## Material provided
• • •

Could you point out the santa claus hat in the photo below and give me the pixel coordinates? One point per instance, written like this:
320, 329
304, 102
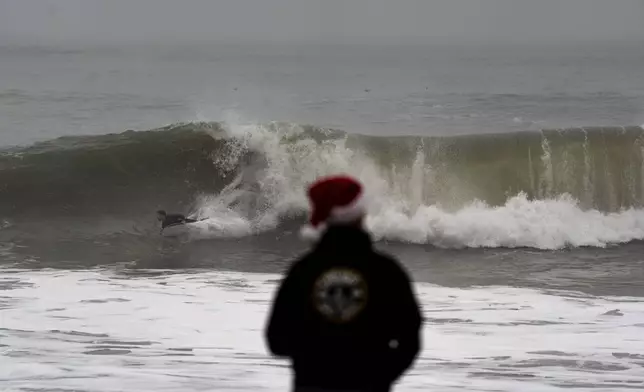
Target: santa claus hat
334, 200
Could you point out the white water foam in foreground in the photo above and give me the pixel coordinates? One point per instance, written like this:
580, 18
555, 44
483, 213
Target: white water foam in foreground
96, 331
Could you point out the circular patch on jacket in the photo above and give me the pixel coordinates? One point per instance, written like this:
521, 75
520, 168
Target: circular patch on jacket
340, 294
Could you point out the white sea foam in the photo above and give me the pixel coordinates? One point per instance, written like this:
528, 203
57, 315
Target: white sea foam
94, 331
399, 207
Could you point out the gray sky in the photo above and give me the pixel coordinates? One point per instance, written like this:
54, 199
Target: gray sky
326, 20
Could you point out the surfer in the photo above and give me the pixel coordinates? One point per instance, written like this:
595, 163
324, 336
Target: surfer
172, 219
345, 314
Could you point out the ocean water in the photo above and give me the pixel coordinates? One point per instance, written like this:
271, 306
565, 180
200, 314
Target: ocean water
508, 179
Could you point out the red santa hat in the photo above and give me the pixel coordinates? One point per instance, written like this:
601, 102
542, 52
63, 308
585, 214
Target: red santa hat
334, 200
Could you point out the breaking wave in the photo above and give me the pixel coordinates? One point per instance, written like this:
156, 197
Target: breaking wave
548, 189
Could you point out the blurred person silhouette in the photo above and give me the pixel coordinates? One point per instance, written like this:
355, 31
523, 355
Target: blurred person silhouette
345, 314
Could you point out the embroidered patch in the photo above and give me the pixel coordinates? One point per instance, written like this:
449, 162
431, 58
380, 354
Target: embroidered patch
340, 294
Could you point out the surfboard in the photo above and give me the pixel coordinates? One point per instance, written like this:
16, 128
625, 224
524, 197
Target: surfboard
180, 229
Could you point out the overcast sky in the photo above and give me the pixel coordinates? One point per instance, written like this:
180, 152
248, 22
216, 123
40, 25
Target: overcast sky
325, 20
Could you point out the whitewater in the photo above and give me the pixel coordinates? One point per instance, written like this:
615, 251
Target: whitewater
508, 180
202, 330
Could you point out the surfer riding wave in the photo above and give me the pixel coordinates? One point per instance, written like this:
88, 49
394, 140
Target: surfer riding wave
172, 219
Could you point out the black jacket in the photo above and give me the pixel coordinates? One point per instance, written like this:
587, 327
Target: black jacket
338, 312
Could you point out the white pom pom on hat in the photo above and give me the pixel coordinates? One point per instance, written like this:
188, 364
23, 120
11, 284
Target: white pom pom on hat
334, 200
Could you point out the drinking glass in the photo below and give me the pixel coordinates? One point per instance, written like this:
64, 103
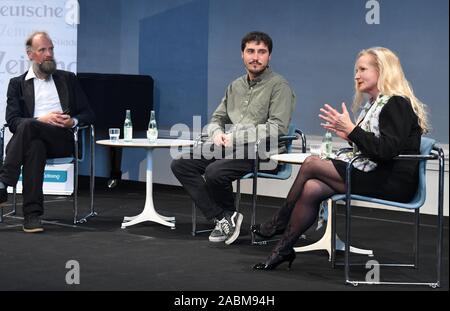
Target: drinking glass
114, 134
315, 149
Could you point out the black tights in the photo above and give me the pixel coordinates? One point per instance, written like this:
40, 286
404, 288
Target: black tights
316, 181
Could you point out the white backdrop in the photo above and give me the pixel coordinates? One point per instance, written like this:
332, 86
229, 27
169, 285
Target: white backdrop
18, 19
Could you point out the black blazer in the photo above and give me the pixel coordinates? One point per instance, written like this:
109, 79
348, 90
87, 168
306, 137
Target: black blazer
20, 99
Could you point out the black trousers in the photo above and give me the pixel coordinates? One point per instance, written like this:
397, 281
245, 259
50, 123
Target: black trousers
30, 146
209, 181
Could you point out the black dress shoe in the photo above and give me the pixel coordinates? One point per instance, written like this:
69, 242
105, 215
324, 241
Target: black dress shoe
112, 183
256, 229
275, 260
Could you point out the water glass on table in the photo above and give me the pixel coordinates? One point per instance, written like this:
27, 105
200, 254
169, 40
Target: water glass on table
315, 149
114, 134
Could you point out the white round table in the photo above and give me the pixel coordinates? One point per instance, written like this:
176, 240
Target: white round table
149, 213
325, 242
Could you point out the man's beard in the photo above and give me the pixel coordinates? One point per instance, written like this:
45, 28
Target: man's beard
47, 67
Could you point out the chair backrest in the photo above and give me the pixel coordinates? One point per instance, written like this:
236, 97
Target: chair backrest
285, 169
426, 145
71, 159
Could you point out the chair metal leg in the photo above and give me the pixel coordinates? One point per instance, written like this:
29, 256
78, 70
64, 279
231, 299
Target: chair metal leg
75, 188
333, 233
237, 201
416, 237
253, 217
440, 215
194, 219
92, 211
347, 241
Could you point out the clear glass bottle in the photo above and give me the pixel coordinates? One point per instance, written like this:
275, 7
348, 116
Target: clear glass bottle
327, 145
152, 131
128, 127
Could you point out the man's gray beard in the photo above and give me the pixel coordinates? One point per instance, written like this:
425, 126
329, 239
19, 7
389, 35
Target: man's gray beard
48, 67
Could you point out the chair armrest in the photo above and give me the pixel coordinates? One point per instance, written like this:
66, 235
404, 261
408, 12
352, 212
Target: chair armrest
342, 150
416, 157
200, 139
303, 138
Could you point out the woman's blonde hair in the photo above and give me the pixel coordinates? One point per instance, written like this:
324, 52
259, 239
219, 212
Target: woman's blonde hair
392, 81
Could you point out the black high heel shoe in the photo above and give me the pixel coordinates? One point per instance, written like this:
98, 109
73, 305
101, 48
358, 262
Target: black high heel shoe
275, 260
256, 229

• • •

## Problem statement
The lines that mention the word "below" should be pulled from the records above.

## Response to this task
Could you point out the santa claus hat in the photo below and give me the pixel coordinates? One point per instance, written like this:
Could you point out the drinking glass in the photo below and give me the pixel coordinates? One point per instance, written like this:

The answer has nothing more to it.